-------- Input material

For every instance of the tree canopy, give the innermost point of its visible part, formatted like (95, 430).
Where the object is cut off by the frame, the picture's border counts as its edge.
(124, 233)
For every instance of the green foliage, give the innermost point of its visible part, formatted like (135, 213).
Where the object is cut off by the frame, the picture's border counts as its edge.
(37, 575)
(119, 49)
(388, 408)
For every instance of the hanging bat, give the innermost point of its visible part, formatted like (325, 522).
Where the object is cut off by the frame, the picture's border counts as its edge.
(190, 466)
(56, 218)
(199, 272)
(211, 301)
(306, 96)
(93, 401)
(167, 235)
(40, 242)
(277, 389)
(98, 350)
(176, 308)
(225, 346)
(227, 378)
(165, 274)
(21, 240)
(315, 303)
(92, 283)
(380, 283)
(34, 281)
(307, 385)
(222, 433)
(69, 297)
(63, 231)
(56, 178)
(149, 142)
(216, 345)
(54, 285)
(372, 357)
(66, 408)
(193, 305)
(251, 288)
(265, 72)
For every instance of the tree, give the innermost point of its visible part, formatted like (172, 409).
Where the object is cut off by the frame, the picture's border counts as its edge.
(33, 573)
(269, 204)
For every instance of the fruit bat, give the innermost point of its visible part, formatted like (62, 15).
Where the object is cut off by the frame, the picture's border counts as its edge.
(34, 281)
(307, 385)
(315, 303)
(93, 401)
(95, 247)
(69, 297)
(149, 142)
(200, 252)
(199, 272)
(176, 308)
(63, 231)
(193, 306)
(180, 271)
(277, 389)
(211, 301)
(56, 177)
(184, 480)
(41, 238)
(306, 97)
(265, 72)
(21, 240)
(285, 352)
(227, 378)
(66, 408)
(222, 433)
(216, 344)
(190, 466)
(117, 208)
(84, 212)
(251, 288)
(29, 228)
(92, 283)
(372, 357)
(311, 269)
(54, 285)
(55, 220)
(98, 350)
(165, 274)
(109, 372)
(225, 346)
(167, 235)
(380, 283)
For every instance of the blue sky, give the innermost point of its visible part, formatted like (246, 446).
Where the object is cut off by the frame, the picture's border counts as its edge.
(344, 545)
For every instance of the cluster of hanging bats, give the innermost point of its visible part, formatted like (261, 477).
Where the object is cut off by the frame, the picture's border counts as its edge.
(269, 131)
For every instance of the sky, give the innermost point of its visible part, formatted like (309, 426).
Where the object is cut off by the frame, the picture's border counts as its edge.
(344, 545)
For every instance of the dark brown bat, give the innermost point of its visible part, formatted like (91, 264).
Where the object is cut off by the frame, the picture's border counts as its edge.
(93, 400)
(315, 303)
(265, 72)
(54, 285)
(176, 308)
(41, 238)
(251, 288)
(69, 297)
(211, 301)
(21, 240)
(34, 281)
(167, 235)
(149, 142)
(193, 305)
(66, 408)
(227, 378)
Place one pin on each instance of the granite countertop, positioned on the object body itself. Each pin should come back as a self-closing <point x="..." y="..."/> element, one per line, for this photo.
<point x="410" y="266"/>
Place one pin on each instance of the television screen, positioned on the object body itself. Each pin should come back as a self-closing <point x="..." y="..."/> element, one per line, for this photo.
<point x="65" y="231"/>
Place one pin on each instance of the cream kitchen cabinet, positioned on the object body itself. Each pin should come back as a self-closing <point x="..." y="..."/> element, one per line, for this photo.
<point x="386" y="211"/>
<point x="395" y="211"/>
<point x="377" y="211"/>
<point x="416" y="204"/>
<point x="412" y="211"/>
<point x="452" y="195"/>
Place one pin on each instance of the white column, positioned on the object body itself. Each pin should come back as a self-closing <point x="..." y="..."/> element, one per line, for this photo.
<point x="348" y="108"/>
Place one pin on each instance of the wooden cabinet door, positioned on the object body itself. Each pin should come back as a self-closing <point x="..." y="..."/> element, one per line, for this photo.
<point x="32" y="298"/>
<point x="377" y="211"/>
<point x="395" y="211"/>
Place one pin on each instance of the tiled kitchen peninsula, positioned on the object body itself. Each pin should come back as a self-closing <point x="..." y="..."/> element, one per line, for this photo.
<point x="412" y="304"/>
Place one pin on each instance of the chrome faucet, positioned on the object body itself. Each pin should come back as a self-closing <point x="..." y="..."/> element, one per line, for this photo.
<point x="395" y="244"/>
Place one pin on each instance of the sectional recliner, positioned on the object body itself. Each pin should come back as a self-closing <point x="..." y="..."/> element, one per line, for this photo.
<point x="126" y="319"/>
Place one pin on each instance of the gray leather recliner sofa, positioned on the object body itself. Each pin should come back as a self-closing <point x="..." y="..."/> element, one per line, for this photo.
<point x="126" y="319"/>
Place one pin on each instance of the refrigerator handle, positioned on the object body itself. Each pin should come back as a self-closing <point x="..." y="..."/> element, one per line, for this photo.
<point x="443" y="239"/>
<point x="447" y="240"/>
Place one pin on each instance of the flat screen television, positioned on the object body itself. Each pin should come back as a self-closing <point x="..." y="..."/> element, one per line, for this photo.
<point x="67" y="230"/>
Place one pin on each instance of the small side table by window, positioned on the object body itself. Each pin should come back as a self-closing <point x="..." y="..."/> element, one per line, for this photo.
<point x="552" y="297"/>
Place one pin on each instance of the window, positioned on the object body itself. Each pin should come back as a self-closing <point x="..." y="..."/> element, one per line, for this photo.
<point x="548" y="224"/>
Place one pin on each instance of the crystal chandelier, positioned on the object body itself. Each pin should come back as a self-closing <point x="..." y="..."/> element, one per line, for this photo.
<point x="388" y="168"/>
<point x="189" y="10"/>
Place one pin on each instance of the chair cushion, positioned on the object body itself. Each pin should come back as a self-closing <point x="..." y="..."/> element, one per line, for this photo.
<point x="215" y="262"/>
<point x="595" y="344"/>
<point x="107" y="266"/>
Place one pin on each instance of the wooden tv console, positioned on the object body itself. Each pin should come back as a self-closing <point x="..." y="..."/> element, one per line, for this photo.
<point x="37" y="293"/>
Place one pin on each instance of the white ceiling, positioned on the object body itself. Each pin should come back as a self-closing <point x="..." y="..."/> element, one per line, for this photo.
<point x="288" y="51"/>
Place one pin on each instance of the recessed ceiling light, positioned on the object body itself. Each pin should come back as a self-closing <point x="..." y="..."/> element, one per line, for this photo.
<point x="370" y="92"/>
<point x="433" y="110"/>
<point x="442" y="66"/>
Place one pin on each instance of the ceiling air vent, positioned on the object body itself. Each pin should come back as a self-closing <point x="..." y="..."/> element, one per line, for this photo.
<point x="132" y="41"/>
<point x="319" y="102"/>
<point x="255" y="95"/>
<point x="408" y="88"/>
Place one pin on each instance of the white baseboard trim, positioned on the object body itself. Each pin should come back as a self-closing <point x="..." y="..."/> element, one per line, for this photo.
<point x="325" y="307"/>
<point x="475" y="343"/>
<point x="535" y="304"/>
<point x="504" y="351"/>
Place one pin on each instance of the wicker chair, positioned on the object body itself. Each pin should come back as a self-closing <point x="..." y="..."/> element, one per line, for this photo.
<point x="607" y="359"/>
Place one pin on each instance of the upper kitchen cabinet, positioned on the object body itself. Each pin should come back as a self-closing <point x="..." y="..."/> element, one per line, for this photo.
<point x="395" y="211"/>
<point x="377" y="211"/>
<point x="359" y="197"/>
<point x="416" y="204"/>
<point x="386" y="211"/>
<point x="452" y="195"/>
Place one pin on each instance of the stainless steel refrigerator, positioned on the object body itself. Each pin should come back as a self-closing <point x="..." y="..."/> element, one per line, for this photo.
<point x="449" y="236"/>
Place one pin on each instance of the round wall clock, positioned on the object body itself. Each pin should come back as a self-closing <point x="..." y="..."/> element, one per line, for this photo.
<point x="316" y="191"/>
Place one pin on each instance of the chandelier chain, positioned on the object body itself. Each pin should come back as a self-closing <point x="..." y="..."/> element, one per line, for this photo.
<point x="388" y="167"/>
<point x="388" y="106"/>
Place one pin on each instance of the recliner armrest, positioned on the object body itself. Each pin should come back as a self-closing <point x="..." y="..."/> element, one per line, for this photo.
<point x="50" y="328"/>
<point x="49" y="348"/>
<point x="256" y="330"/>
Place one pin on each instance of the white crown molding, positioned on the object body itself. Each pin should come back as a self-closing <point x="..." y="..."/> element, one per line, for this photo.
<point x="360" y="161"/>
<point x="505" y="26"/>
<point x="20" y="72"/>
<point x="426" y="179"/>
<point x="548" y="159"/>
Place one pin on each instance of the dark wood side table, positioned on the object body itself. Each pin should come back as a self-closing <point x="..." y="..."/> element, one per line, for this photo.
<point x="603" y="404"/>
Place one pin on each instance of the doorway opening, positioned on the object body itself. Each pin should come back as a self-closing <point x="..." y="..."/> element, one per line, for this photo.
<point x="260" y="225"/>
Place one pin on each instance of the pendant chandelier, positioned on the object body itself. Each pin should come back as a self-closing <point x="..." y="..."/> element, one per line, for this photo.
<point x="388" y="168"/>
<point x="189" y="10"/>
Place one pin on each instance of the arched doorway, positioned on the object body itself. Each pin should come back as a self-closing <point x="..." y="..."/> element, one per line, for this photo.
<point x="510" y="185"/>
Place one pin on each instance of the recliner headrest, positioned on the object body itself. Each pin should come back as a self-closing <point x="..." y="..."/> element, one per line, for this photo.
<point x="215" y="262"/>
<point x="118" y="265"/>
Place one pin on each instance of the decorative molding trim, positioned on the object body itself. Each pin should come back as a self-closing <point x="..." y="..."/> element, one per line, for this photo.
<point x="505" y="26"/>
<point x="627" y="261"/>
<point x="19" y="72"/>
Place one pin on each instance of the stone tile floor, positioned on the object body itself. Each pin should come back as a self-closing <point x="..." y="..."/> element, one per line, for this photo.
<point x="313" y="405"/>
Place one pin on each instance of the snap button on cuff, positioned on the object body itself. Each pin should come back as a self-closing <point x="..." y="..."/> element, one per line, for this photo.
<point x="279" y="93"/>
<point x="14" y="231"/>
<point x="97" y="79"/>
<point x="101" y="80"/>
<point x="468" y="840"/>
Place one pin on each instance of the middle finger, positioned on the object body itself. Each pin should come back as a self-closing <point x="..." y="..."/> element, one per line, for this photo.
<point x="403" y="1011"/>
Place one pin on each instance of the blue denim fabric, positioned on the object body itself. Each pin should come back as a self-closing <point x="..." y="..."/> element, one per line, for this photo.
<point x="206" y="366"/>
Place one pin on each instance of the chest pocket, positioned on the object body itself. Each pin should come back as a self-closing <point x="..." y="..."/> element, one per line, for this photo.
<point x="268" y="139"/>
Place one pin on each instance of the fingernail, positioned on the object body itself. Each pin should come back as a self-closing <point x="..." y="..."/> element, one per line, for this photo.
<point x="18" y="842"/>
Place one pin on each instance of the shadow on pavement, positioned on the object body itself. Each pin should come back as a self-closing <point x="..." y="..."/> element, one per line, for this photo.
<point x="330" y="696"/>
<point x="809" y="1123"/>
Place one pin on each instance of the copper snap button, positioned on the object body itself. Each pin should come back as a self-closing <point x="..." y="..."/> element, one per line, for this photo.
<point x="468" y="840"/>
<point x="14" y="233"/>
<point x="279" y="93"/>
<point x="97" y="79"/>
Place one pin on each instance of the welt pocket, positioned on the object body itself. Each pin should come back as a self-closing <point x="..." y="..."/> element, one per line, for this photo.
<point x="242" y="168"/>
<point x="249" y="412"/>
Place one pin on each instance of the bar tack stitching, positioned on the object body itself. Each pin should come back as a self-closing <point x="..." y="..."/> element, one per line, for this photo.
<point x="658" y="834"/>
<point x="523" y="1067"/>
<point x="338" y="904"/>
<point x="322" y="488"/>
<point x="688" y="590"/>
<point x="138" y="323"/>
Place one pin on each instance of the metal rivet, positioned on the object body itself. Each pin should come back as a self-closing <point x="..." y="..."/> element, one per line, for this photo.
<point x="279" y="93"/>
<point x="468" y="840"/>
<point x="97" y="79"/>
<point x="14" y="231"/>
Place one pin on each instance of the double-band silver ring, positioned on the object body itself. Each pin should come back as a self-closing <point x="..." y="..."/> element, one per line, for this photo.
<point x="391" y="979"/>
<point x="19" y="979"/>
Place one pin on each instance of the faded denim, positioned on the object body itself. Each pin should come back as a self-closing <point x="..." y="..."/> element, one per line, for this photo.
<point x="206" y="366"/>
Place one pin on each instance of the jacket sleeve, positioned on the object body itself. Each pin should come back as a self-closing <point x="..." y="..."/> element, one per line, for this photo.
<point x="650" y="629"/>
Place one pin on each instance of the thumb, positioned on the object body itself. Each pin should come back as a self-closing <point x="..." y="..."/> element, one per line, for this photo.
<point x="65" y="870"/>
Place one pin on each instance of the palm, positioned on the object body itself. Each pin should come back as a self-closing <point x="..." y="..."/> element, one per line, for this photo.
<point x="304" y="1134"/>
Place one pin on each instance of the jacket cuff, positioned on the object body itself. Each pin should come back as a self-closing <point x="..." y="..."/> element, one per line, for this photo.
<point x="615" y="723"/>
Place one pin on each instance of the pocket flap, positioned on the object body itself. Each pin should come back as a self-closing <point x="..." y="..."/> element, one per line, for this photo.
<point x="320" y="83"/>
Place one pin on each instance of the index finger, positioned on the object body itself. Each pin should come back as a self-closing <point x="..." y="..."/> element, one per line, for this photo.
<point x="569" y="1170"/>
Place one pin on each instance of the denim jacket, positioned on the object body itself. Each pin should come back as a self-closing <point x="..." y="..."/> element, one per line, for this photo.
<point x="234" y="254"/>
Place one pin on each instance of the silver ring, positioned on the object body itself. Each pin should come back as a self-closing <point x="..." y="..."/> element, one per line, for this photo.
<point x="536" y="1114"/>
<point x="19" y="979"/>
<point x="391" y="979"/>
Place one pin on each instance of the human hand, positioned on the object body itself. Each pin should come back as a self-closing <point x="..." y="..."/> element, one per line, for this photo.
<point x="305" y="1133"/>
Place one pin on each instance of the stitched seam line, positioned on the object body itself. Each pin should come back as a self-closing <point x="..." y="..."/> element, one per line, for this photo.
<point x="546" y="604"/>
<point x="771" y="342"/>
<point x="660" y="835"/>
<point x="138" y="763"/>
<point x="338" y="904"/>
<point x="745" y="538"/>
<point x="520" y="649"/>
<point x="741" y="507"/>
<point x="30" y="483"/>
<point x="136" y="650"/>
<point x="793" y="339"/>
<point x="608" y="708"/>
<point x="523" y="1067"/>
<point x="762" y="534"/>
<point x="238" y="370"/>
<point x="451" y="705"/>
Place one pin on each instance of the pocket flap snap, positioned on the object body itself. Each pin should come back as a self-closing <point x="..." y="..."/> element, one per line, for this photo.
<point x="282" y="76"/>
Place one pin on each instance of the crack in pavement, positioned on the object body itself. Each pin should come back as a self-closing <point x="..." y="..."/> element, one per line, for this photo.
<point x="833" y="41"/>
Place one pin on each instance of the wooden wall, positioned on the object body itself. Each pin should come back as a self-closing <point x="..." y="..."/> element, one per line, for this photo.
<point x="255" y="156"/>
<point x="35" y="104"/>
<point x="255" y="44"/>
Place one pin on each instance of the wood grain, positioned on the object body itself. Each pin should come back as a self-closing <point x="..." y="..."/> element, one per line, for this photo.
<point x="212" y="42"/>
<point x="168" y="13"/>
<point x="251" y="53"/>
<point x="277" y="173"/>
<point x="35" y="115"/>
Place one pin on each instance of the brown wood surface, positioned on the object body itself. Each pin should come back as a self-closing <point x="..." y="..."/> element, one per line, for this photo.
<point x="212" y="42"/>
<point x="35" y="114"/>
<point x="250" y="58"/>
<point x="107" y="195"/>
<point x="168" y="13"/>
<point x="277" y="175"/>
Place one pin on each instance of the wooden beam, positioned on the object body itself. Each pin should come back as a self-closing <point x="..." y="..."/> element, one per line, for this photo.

----------------

▸ **Instruction**
Exactly as written, give the line containing "flap snap, positioned" and all remaining lines of the records.

▸ **Response to this task**
Place one pin on each instance of the pocket flap snap, positioned on the object body itself. Each pin should come back as a self-closing <point x="..." y="..."/> element, one per line, for this photo.
<point x="282" y="76"/>
Place one pin on each instance of the crack in pavement, positioned on the object body itself. Each pin should come back as a self-closing <point x="..." y="..."/> element, one per line, for this photo.
<point x="833" y="41"/>
Place one pin on each instance of the wooden wall, positioned on the object body itself. Each pin should come back as a self-closing <point x="..." y="..."/> element, one per line, for this photo.
<point x="255" y="156"/>
<point x="35" y="104"/>
<point x="255" y="44"/>
Place one pin on each instance of the wood grain, positioned on the object body itself. Each pin should come back as a self-closing <point x="..." y="..."/> element, one per line, for this photo.
<point x="212" y="42"/>
<point x="168" y="13"/>
<point x="251" y="53"/>
<point x="277" y="173"/>
<point x="35" y="115"/>
Place one pin on each instance of the brown wood surface, positioned on the object body itself. Each pin should come back as a self-closing <point x="..." y="..."/> element, one per line, for this photo.
<point x="212" y="42"/>
<point x="35" y="114"/>
<point x="250" y="58"/>
<point x="107" y="195"/>
<point x="168" y="13"/>
<point x="277" y="175"/>
Place one pin on each instance of the wooden beam, positioned on the object body itself. Each pin should come back as a self-closing <point x="..." y="..."/> element, one per line, for this photo.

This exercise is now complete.